**WHAT YOU WILL DO:**
[1] Which arts does the conversation on liturgy and poetry name, after the dash, as being combined with hymn singing in liturgy?
[2] Carry on the conversation about liturgy and poetry, starting after its final sentence.

**DOCUMENT SEGMENT:**
+ + + +

The only other thing I’d like to do is make a tiny bridge with poetry, in the sense that liturgy is also a pattern of semantic density. People write commentaries on liturgies, they’re called mystagogies, and it’s literally unpacking what a single movement or what a single procession or a single architectural design means, and there’s a list. It means, with a proliferation of meaning, to put it in one way. So, it’s living poetry. Not just in the sense that you’re singing hymns that have a poetic, kind of theological content to them, with certain meter and so forth, but you’re doing that in tandem with all the other arts—music, visual, pictorial iconography, architecture. So you’re combining them all, and that’s not to say that it’s always washing over you, every time, no, right? Because it is a habit. I wouldn’t say a technique, it’s a habitus; it’s a chosen pattern. But, there is that kind of synthesis, as well, just beyond the words themselves.

Angela: Yeah, I think that’s what I’m kind of hearing from you guys, and again what I wish I was writing down was part of that crossover is the unpacking of something, that, you know, people can write a commentary about liturgy, and then the rest of us, people more like me, just show up when we show up and participate. And we are a part of it.

One of the things I loved, and I honestly cannot remember who wrote it down where I read it, it was probably Father Alexander Schmemann, who talked about liturgy being a place where—oh, it might have been in Metropolitan—we’re standing at the center of time, when we’re in liturgy. So we’re in the middle of the past, and the present, and the future. And I think there is some good crossover points there with poetry as well. So we can read a poem from the seventeenth century, and be able to reach back into it, and reach forward, and then stand here at the center. So do you guys have any...I have one example. I have an example. I told them they could read poetry [sigh].

+ + + +

**DATA EXTRACTS:**
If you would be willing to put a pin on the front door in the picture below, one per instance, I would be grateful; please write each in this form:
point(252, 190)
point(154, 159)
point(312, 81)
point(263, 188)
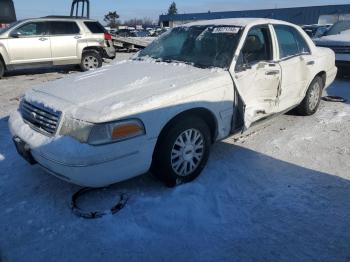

+ + + +

**OUTPUTS FOR THE TASKS:**
[1] Music, visual, pictorial iconography, architecture

[2]
Scott: And we’re gonna, so. Be warned.

[audience laughter]

Angela: But I want to start it with a poem by Malcolm Guite. He is not an Orthodox Christian, but he’s pretty close.

Scott: Like Scotch.

[audience laughter]

Angela: [00:29:26] He’s pretty close. Scott’ll get him one day. But this is called “The Annunciation,” and I think that it kind of strikes at this idea of the past, and the present, and the future, and just sort of standing in that middle place, and paying attention. [reading]

“We see so little, stayed on surfaces. / We calculate the outsides of all things, / Preoccupied with our own purposes / We miss the shimmer of the angels’ wings, / They coruscate around us in their joy / A swirl of wheels and eyes and wings unfurled, / They guard the good we purpose to destroy, / A hidden blaze of glory in God’s world. / But on this day a young girl stopped to see / With open eyes and heart. She heard the voice; / The promise of His glory yet to be, / As time stood still for her to make a choice; / Gabrielle knelt and not a feather stirred, / The Word himself was waiting on her word.” [pause]

I know, right? This is Sounding the Seasons. Dude, pick it up. So good. It’s especially nice to read through the liturgical year, if that’s your bag. So you guys had some stuff, Scott.

Scott: One thing that poem, as well as, what you were saying a minute ago, Gaelan, reminded me, that another aspect, another corollary, it seems, of say liturgical practice, worship, and the practice of poetry or the study of poetry, is—the word inexhaustibility comes to mind, because, it’s true, for the most part, we’re saying the same words in worship every time we have the divine liturgy. It’s also true that there’s always something new to glimpse, or to hear, or to notice, in that repetition over the years. I feel the same way about a great poem. I don’t know that you can exhaust a poem like “The Idea of Order at Key West” by Wallace Stevens, a great Orthodox poet [laughter]. But it’s one of the other things that I think serves those of who want to know why poetry is important, and also why liturgical worship is maybe important, is that the familiarity of the words themselves is a starting point. It’s in knowing what to say. And knowing, you know, if you’re reciting a poem or if you’re praying the liturgy with the rest of the people in the parish, what you experience is that suddenly a word you’ve said a thousand times before has a resonance to it you hadn’t noticed, and the word is opened. And we get that taste of the inexhaustible.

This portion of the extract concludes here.